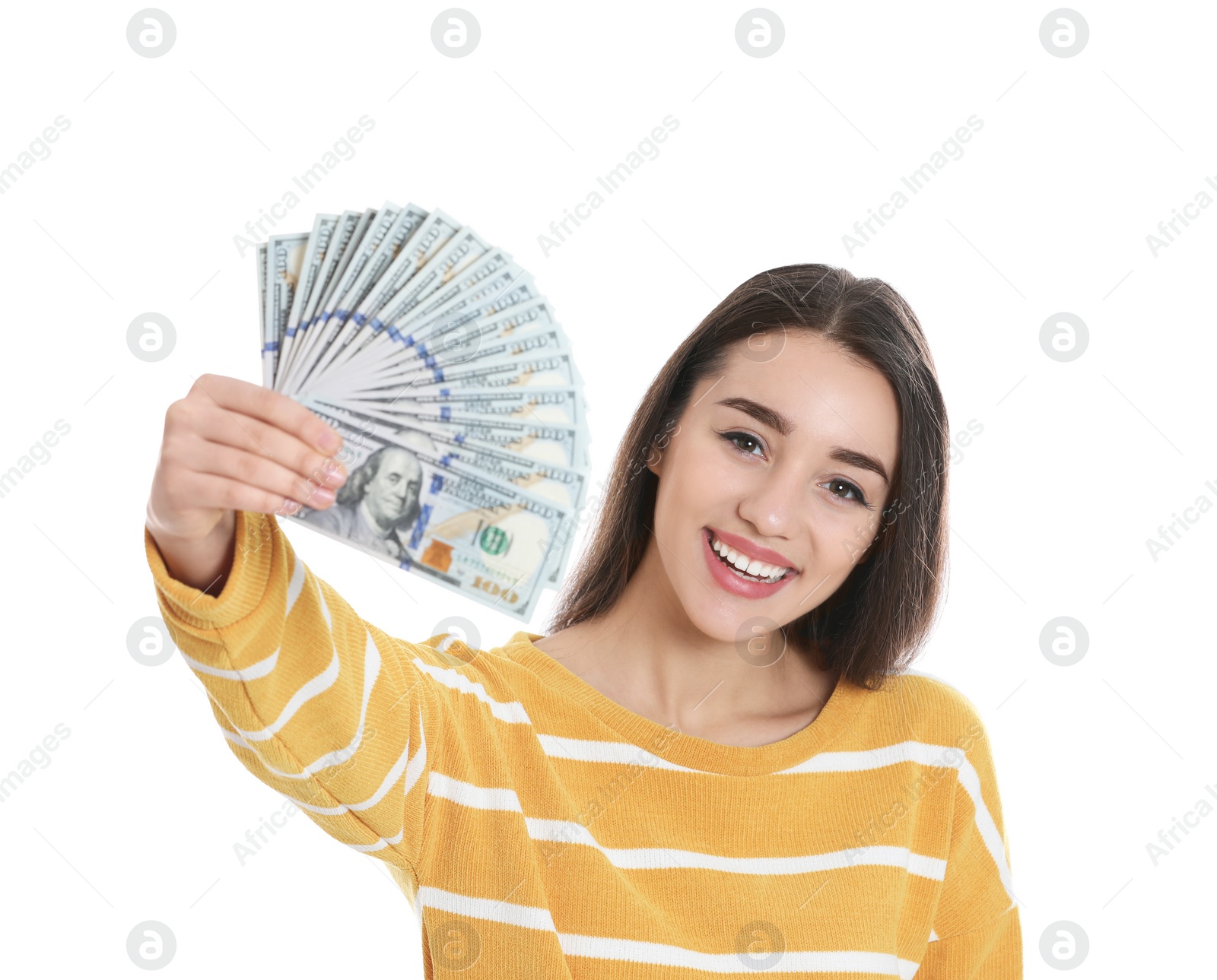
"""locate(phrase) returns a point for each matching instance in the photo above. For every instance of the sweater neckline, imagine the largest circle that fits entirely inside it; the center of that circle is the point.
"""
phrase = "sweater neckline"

========================================================================

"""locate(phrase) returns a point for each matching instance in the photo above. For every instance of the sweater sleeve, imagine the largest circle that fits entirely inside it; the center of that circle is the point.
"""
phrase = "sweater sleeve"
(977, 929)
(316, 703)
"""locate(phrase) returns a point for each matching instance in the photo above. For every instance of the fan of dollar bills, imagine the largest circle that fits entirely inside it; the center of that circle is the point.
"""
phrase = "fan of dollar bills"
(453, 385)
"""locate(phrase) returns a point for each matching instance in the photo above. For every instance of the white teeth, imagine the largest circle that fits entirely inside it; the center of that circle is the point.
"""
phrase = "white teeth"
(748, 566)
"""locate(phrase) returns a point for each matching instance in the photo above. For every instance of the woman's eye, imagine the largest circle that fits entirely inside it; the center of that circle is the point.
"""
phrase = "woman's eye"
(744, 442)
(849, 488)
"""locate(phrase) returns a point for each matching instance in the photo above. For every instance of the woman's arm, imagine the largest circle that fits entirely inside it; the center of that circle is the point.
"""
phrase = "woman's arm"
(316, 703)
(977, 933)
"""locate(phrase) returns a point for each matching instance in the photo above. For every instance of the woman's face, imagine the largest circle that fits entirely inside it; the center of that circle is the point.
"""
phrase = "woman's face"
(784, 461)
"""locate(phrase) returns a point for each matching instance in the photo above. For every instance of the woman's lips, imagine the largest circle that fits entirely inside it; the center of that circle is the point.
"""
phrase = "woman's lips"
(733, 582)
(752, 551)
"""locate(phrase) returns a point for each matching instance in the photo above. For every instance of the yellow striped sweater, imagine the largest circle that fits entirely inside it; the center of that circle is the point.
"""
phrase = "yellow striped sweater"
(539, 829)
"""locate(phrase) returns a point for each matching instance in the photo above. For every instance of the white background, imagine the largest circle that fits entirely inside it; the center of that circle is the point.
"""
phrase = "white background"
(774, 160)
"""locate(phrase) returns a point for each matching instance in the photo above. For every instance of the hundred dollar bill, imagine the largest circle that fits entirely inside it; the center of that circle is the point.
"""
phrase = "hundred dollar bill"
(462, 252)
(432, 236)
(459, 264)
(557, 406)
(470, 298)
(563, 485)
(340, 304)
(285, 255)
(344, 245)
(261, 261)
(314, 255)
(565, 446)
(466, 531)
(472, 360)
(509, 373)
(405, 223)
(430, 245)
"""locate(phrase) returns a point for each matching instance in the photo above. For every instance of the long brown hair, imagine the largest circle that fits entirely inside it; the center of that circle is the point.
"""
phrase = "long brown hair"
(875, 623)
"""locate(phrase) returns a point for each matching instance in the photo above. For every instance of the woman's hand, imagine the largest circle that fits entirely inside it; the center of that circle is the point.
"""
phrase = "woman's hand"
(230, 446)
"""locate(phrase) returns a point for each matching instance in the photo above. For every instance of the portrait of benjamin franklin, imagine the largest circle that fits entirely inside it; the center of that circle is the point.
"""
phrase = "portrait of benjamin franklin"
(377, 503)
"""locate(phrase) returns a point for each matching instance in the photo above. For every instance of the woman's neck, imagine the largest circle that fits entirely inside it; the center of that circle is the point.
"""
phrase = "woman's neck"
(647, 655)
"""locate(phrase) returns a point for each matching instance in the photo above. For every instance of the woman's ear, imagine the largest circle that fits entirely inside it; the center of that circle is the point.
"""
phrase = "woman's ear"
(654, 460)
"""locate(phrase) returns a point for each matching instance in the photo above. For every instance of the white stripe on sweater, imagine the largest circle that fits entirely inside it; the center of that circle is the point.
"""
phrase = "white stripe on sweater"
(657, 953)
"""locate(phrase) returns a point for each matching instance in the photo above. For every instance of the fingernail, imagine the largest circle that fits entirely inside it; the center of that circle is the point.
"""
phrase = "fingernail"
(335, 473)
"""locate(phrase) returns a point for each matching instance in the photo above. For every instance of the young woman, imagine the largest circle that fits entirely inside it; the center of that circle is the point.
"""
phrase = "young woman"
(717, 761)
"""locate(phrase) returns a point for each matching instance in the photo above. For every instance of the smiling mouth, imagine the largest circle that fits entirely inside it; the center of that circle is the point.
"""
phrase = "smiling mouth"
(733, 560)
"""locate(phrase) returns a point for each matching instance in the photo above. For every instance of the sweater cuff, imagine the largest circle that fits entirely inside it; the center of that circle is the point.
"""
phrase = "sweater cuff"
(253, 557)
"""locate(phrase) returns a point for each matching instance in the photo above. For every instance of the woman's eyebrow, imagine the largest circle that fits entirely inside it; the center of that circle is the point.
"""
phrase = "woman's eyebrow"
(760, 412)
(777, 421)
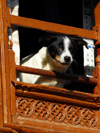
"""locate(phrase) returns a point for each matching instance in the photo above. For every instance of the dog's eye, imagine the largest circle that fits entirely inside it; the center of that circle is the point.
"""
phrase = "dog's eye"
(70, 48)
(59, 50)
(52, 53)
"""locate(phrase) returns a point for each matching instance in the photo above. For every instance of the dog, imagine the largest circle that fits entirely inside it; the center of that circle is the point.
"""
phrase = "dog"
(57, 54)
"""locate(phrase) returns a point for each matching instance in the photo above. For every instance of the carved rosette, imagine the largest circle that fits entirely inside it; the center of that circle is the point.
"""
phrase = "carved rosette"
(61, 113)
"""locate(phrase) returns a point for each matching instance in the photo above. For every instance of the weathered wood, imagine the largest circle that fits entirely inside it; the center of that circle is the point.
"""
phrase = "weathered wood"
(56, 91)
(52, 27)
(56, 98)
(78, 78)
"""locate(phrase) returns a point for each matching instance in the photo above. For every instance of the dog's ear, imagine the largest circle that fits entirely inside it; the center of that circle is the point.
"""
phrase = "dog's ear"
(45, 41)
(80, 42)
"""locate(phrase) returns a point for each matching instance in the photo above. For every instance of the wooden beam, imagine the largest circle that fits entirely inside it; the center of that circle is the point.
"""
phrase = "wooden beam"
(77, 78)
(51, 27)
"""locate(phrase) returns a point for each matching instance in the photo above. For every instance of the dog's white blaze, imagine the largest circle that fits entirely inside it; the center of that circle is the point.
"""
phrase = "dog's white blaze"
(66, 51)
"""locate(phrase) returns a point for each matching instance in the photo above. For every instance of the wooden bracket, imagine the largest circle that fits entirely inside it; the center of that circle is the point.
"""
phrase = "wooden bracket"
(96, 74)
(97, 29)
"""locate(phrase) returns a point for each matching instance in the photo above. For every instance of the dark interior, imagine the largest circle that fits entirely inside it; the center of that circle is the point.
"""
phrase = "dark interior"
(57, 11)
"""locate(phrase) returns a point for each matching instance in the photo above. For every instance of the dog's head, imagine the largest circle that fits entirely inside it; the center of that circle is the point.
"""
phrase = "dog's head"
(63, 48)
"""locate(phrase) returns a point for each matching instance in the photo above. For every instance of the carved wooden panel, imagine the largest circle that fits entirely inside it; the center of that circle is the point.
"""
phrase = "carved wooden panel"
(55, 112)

========================================================================

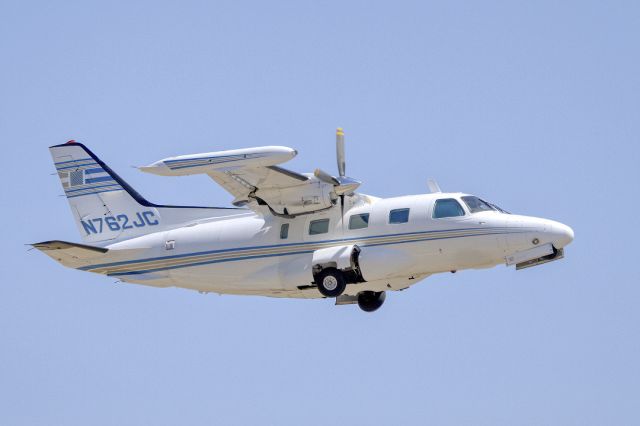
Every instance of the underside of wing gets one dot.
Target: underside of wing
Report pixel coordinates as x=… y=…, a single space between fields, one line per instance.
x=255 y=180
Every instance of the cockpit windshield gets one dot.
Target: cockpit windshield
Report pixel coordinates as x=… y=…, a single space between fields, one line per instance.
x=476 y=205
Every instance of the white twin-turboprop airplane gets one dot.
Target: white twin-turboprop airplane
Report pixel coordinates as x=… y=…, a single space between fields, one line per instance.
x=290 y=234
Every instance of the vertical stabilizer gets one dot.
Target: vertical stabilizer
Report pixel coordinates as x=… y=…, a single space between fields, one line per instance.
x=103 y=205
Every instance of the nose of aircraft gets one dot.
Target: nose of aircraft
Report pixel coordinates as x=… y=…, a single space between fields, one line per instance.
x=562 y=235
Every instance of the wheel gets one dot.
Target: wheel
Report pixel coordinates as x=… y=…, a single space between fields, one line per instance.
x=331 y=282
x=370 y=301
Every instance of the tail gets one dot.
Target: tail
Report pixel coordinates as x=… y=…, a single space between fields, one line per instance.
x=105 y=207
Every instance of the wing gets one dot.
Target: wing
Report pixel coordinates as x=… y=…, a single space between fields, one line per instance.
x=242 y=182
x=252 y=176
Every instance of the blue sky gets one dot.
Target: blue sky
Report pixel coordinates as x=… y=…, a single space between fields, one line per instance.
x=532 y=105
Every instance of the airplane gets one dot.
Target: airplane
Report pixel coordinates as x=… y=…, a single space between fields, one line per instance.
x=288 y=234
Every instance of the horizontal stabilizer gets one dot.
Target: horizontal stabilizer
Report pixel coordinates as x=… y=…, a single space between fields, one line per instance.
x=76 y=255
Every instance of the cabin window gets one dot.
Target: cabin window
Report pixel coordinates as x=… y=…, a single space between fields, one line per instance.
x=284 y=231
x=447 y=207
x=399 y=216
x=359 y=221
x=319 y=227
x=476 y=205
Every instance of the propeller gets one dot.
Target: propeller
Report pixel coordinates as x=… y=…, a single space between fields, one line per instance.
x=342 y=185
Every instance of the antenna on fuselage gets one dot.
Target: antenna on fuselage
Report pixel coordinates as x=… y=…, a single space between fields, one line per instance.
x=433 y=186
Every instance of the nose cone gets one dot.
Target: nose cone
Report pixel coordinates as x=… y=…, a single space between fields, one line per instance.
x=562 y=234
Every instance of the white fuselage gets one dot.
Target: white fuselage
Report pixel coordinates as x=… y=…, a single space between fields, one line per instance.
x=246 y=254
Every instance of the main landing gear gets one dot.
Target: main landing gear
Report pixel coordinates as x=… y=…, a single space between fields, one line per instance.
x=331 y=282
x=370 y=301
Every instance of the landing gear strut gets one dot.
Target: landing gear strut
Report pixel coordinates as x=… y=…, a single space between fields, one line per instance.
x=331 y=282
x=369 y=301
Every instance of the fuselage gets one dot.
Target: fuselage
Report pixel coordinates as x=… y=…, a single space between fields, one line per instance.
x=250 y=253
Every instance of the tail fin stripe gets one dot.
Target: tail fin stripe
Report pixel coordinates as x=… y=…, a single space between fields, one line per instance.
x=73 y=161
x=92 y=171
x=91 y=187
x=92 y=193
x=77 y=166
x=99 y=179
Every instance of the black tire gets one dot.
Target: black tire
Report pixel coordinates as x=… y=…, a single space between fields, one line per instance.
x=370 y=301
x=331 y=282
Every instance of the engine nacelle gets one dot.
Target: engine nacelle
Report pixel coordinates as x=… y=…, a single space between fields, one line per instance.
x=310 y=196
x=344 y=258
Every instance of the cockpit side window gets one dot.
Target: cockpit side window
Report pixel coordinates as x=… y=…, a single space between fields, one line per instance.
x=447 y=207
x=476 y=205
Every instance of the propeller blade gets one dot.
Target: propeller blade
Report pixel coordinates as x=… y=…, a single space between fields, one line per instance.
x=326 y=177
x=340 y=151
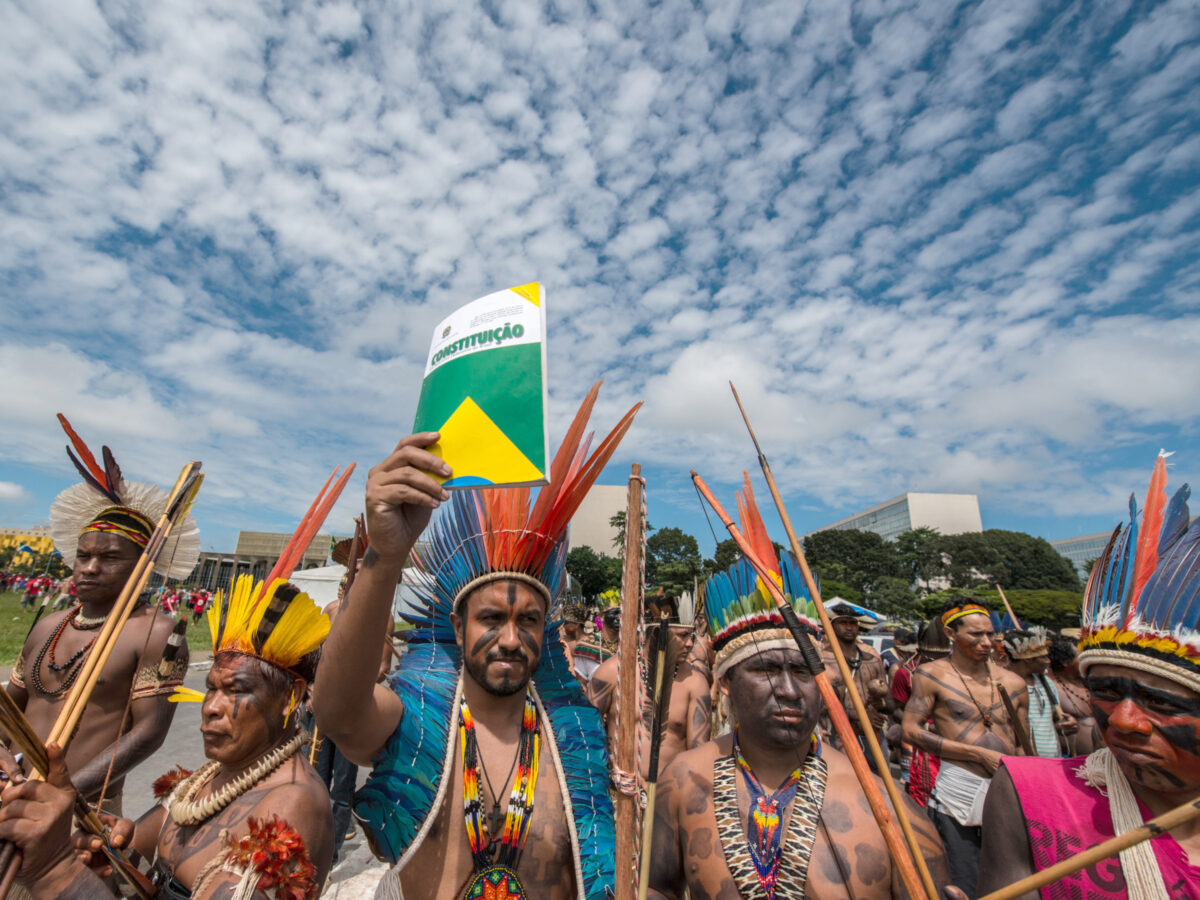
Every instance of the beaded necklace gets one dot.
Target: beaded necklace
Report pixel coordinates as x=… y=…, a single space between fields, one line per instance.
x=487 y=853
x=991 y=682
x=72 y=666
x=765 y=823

========================================================================

◆ Assignment: Lines of the listing that contain the word "landing" are to be counted; report only their number.

◆ Written answer: 4